▶ _Vorgegebener Text_
+++

Bad Laasphe. Durch den Krieg in der Ukraine ist die Zahl der Tafel-Kunden stark gewachsen. Für die Tafel-Mitarbeiter bedeutete das neue Herausforderungen.

Seit dem Angriffskrieg auf die Ukraine hat sich die Anzahl der Kunden der Tafel Biedenkopf-Bad Laasphe stark erhöht. Während 2005, ein Jahr vor der Gründung des Vereins, in der Region erst noch das Bewusstsein dafür geschaffen werden musste, dass es hier Armut gibt, beliefert die Tafel in ihrem Einzugskreis heute etwa 900 Kunden – 400 davon sind Kriegsvertriebene aus der Ukraine. Doch die Tafel hat nicht nur die Versorgung ihrer Kunden auf dem Schirm – es soll zudem ein Bewusstsein dafür geschaffen werden, dass Lebensmittel nach Ablauf des Mindesthaltbarkeitsdatums nicht sofort ungenießbar sind.

+++

▶ _Datenauszug_
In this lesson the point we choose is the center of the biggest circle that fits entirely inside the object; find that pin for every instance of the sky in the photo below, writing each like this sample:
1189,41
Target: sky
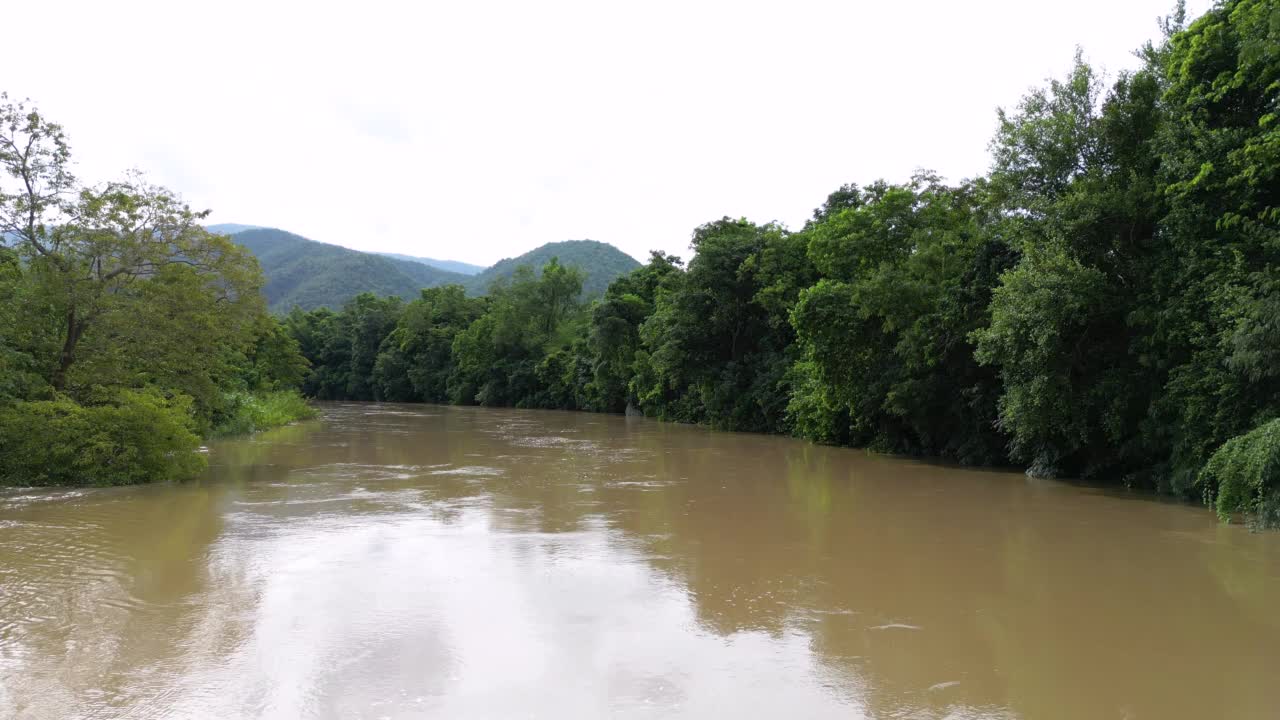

+++

▶ _Gestellte Aufgabe_
Welche Zahlen stehen im Text über die Tafel Biedenkopf-Bad Laasphe in Ziffern geschrieben? Nenne alle.

▶ _Schriftliche Lösung_
2005, 900, 400